Please count the lines in the rows below that contain the string "centipede", matching case exactly, and give only the number.

........

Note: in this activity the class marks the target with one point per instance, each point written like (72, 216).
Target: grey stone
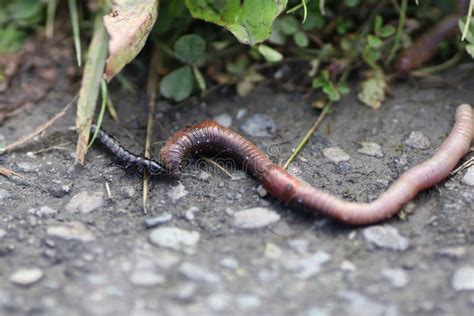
(241, 113)
(386, 237)
(189, 213)
(219, 301)
(71, 231)
(158, 220)
(371, 149)
(468, 178)
(177, 192)
(85, 202)
(359, 302)
(301, 246)
(197, 273)
(229, 263)
(418, 140)
(224, 119)
(174, 238)
(336, 154)
(253, 218)
(397, 277)
(261, 191)
(4, 194)
(248, 301)
(259, 125)
(43, 211)
(463, 279)
(307, 266)
(26, 277)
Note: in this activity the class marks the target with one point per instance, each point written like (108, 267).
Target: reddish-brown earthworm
(209, 137)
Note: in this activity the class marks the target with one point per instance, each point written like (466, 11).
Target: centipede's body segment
(210, 137)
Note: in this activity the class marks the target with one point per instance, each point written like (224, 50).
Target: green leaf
(249, 20)
(11, 39)
(190, 48)
(378, 24)
(301, 39)
(270, 54)
(178, 84)
(289, 24)
(374, 41)
(199, 78)
(386, 31)
(470, 49)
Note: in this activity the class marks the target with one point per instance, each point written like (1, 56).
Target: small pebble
(224, 119)
(248, 301)
(259, 125)
(463, 279)
(189, 213)
(85, 202)
(417, 140)
(254, 218)
(158, 220)
(336, 154)
(174, 238)
(71, 231)
(468, 178)
(371, 149)
(197, 273)
(43, 211)
(26, 277)
(261, 191)
(385, 237)
(229, 263)
(397, 277)
(177, 192)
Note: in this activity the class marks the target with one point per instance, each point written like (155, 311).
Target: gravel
(255, 218)
(336, 154)
(386, 237)
(27, 276)
(174, 238)
(259, 125)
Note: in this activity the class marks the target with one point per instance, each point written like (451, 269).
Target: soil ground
(87, 252)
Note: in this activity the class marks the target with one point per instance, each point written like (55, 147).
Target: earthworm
(208, 137)
(426, 46)
(129, 159)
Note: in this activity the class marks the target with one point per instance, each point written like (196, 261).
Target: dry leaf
(128, 25)
(372, 90)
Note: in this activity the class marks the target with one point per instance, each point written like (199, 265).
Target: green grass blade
(91, 80)
(75, 29)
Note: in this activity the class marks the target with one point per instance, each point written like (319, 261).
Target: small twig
(310, 133)
(8, 172)
(55, 147)
(40, 129)
(152, 87)
(212, 162)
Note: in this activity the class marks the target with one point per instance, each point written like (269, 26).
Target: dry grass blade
(8, 172)
(89, 92)
(152, 87)
(39, 130)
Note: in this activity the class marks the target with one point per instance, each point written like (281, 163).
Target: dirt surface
(75, 240)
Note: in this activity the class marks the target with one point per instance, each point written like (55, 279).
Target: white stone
(26, 277)
(336, 154)
(253, 218)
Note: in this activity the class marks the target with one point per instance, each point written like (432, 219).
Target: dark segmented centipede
(210, 137)
(126, 157)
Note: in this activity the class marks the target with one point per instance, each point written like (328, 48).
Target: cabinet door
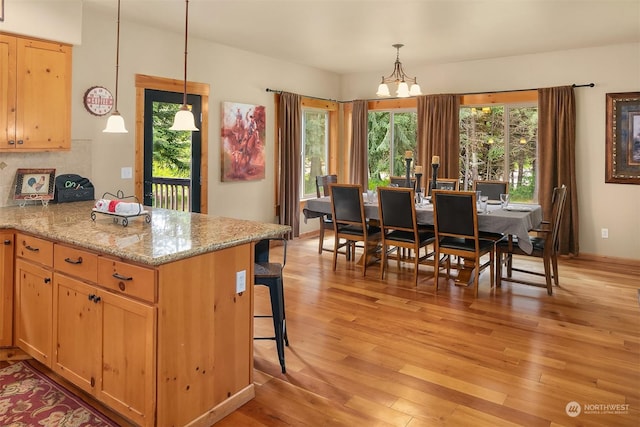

........

Solution
2